Action item:
The full set of records must be set down verbatim.

[Saved entries]
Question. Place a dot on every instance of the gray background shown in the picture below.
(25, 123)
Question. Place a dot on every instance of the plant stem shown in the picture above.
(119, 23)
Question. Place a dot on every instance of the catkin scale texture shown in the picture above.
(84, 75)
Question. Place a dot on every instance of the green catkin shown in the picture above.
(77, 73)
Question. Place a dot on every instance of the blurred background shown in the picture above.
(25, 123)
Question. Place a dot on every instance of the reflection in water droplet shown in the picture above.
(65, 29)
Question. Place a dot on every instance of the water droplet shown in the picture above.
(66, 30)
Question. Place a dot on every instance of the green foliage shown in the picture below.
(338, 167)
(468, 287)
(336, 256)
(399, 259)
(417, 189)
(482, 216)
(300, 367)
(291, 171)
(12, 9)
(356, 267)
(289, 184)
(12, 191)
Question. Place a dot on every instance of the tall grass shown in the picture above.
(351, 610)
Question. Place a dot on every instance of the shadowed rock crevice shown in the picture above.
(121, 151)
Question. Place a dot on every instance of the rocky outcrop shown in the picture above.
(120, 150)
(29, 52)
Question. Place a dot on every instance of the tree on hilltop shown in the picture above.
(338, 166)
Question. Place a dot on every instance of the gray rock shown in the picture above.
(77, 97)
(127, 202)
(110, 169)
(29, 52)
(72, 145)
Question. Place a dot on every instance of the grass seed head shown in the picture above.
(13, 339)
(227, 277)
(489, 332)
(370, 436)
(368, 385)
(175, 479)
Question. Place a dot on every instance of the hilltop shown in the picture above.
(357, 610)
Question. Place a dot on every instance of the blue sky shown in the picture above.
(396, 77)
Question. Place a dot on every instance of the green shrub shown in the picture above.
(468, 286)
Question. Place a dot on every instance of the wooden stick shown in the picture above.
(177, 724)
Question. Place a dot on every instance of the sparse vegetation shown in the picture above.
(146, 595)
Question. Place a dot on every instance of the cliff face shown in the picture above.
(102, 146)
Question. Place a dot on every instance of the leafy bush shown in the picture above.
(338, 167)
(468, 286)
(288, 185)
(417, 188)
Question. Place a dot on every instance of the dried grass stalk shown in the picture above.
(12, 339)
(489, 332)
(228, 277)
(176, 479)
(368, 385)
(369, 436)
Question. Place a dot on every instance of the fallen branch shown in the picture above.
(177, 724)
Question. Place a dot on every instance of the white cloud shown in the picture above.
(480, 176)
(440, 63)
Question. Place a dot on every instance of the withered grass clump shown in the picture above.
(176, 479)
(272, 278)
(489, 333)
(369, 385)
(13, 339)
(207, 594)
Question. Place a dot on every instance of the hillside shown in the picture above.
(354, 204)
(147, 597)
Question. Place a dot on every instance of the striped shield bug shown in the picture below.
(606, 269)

Task response:
Question. Place a dot on every instance of the gray background shown in the picture below.
(25, 123)
Question. Place a dot on every instance of the plant stem shown in the picture above.
(119, 23)
Question. Place a dot on every instance of the catkin scale texture shown in the picture above.
(84, 75)
Question. Place a dot on every instance of the green catkin shown in the picture above.
(77, 73)
Question. Place a dot on every instance of the blurred background shown in the picture above.
(25, 123)
Question. Place a dot on every instance of the reflection in water droplet shown in the picture above.
(65, 29)
Question. Place a dot on every instance of the water droplet shown in the picture above.
(66, 30)
Question. Place a dot on every instance of the green foliage shown in the picture below.
(338, 167)
(468, 287)
(336, 256)
(399, 259)
(417, 189)
(482, 216)
(300, 367)
(291, 171)
(12, 9)
(356, 267)
(289, 184)
(12, 191)
Question. Place a dot on every instance of the tall grass shown in the picture above.
(351, 610)
Question. Place a dot on every instance of the shadowed rock crevice shown in the picture above.
(121, 151)
Question. Place a dot on every instance of the rocky outcrop shown in the picture above.
(120, 150)
(29, 52)
Question. Place a dot on every instance of the tree on hilltop shown in the picture above.
(338, 166)
Question. Place a dot on every instance of the gray rock shown in the picture above.
(77, 97)
(127, 202)
(110, 169)
(29, 52)
(72, 145)
Question. Place a dot on every instance of the grass seed head shown in the picture above.
(13, 339)
(227, 277)
(489, 332)
(370, 436)
(368, 385)
(175, 479)
Question. Place a dot on every instance of the hilltop shown in the picture above.
(357, 610)
Question. Place a dot on every instance of the blue sky shown in the picture above.
(396, 77)
Question. Place a dot on every instance of the green shrub shown in the picture above.
(468, 286)
Question. Place a dot on every instance of the wooden stick shown in the picture above.
(177, 724)
Question. Place a dot on every instance of the sparse vegetation shown in the picture above.
(146, 595)
Question. Place a dot on every instance of the cliff face shown in the picture above.
(102, 146)
Question. Place a dot on every instance of the leafy bush shown in the picture above.
(338, 167)
(468, 286)
(288, 185)
(417, 188)
Question. Place a dot on every instance of the dried grass stalk shown in the picture above.
(12, 339)
(489, 332)
(228, 277)
(176, 479)
(368, 385)
(369, 436)
Question. Place a dot on every instance of the fallen branch shown in the picture above.
(177, 724)
Question. Place a dot on every instance of the white cloud shown in the picture above.
(480, 176)
(440, 63)
Question. Place a dot on every instance of the withered grass clump shown in the picture above.
(176, 479)
(272, 278)
(489, 333)
(369, 385)
(13, 339)
(207, 594)
Question. Place a dot on every instance of the hillside shown in the picture above.
(354, 204)
(147, 597)
Question. Place a dot on every instance of the striped shield bug shown in the picture below.
(606, 269)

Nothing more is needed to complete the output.